Directions
Rewrite all of the following items, including their requests, shifting every coordinate in the answers up by 109. Leave the pictures out of your copy.

[Coordinate annotation items]
● ● ● ●

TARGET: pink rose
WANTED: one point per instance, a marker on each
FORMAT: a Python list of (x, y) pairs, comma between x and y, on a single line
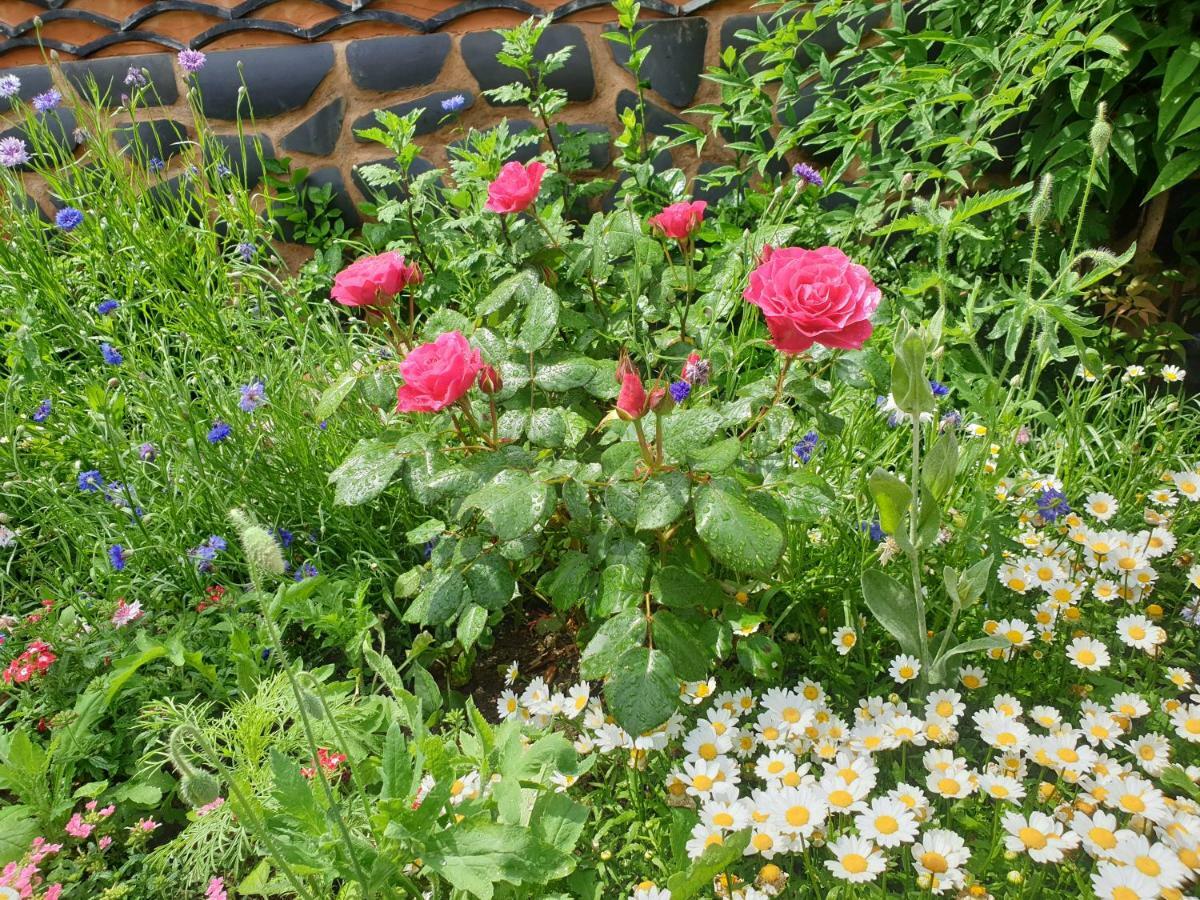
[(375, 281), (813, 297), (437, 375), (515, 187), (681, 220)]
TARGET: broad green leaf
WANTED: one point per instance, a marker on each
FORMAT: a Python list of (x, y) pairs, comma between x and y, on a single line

● ● ● ●

Solution for this task
TARGET: pink rose
WANTED: one point per instance, a marker on each
FORMAT: a Python list of (x, y) pairs, comma between x and y, on a single line
[(484, 390), (922, 406), (546, 484), (624, 296), (790, 329)]
TARGET: broad green leaf
WANTED: one point per instance, a marker on each
FORMAT: a Python list of (x, y) pairs, comma between x and y, on a single line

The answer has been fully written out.